Written task
Copy word for word the part of the material that opens with the line containing "Return the segmentation of every instance of the wooden" and closes with the line containing "50), (12, 51)]", including both of those lines.

#####

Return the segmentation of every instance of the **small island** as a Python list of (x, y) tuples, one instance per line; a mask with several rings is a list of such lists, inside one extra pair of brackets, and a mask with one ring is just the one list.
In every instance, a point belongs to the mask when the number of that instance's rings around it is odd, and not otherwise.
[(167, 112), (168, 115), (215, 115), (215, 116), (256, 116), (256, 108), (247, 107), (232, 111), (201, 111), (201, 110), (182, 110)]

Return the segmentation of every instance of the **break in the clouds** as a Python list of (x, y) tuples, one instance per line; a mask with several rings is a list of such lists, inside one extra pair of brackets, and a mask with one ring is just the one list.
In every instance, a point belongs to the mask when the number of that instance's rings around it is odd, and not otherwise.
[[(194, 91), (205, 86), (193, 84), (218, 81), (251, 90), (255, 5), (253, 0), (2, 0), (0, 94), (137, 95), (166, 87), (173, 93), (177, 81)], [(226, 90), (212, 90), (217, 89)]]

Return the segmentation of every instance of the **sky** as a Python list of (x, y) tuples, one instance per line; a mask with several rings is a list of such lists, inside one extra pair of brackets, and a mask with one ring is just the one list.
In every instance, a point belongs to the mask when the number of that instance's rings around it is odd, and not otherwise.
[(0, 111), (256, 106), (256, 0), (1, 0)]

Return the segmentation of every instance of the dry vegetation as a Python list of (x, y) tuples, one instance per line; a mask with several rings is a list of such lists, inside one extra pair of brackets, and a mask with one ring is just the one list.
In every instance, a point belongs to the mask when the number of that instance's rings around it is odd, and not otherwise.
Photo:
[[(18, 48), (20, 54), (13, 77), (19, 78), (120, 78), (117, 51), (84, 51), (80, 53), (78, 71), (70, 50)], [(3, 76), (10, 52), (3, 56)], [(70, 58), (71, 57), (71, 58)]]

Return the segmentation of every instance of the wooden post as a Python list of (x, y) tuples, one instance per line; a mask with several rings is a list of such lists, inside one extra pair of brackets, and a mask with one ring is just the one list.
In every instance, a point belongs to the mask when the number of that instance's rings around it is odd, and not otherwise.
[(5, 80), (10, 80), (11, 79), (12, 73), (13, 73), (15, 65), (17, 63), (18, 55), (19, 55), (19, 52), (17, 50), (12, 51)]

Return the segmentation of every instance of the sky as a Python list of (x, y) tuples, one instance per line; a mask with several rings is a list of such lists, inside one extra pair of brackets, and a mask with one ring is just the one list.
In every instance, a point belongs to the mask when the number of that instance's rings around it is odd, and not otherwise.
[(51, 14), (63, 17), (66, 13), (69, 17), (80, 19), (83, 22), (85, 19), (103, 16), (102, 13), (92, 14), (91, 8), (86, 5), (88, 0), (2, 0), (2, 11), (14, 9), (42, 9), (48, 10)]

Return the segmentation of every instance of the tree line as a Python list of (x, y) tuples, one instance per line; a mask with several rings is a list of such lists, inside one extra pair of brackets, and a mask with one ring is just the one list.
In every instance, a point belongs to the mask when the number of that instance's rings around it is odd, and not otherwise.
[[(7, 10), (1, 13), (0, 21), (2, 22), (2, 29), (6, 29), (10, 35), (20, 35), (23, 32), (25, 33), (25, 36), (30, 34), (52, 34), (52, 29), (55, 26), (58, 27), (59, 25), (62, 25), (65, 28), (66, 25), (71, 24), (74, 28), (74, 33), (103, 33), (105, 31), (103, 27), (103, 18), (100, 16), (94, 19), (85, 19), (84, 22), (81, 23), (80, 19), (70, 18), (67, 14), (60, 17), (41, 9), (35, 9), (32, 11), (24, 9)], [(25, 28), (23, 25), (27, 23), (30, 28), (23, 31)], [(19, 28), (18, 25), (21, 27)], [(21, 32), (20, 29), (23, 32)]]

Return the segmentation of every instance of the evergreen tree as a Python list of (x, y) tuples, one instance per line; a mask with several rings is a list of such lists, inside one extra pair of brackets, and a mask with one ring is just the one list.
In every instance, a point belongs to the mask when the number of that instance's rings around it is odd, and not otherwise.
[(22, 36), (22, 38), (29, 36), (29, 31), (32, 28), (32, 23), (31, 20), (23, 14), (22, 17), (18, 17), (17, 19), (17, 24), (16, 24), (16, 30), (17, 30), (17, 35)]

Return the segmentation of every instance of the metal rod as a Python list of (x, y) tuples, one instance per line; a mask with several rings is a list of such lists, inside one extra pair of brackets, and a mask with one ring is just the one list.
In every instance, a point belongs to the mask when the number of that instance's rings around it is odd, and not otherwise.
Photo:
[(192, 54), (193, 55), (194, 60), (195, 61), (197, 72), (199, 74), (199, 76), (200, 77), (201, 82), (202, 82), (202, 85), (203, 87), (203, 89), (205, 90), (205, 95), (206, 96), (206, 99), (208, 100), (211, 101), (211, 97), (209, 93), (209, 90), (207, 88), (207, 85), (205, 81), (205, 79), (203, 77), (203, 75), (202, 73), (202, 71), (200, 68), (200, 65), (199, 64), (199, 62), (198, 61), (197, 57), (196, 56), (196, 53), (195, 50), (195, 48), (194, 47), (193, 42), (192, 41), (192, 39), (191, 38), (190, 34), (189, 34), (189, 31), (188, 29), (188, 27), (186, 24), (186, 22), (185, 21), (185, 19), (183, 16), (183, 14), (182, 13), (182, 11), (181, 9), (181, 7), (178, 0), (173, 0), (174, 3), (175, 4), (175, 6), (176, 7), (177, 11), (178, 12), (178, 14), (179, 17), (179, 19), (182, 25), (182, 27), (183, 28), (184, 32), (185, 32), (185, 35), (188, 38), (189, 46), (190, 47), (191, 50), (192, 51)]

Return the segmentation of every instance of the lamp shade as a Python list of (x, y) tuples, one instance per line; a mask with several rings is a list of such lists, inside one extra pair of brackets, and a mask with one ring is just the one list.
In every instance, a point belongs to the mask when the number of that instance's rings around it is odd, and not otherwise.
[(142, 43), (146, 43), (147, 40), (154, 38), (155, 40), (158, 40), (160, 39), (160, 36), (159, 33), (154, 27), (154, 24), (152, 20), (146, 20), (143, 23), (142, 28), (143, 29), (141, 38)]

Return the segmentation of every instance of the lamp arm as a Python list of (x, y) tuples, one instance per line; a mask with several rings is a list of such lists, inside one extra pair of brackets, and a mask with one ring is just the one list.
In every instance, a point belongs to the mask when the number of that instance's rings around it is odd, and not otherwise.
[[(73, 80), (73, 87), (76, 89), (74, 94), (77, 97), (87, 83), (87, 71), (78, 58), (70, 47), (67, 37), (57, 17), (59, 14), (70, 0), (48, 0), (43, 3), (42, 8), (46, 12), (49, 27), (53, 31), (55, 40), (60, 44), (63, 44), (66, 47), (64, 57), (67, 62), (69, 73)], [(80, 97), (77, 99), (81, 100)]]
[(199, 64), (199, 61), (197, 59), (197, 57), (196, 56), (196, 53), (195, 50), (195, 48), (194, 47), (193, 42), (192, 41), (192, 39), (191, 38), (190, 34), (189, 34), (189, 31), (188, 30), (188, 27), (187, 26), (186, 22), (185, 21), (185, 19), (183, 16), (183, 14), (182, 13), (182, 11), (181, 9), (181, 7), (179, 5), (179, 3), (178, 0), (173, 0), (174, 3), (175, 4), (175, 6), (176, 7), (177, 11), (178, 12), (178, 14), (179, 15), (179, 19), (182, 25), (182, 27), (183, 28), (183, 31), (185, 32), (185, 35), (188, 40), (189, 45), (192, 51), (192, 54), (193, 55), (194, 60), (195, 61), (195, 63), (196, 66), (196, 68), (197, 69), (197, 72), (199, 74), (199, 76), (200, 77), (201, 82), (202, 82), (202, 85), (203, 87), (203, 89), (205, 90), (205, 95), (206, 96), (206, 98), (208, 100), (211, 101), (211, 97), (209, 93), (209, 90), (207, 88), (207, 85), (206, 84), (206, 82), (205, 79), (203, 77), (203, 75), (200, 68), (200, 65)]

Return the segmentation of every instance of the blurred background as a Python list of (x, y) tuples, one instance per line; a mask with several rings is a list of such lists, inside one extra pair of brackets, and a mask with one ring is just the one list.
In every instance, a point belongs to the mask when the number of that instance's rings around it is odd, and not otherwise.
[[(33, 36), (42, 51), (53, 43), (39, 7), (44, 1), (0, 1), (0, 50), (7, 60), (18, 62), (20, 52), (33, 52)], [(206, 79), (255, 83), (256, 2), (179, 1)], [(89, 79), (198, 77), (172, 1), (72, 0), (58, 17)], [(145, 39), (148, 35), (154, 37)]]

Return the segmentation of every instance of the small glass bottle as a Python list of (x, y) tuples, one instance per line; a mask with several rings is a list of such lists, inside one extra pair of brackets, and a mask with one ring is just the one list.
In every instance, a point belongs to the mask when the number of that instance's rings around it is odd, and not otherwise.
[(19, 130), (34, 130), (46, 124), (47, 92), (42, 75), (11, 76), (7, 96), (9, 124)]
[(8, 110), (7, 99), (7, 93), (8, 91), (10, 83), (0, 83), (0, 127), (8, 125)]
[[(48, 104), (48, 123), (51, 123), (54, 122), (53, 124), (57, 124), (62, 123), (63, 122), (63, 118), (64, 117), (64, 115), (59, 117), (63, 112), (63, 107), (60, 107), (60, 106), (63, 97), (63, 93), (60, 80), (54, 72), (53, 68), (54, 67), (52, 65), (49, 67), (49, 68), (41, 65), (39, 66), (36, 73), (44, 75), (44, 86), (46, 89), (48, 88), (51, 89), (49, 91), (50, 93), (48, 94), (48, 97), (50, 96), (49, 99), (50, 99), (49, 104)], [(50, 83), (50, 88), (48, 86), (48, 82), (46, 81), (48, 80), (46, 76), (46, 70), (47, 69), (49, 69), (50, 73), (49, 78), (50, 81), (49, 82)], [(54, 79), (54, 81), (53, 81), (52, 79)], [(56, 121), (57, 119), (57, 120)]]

#####

Answer
Return the segmentation of every instance of the wooden post as a Python list of (x, y) tuples, one instance per line; a mask with several rings is a list of such lists, inside one extra pair of brackets, and a mask with one ring is just the one list.
In every instance, a point belongs to the mask when the number of that instance's rings around it is odd, and not otherwise.
[(5, 80), (10, 80), (11, 79), (12, 73), (13, 73), (15, 65), (17, 63), (18, 55), (19, 55), (19, 52), (17, 50), (12, 51)]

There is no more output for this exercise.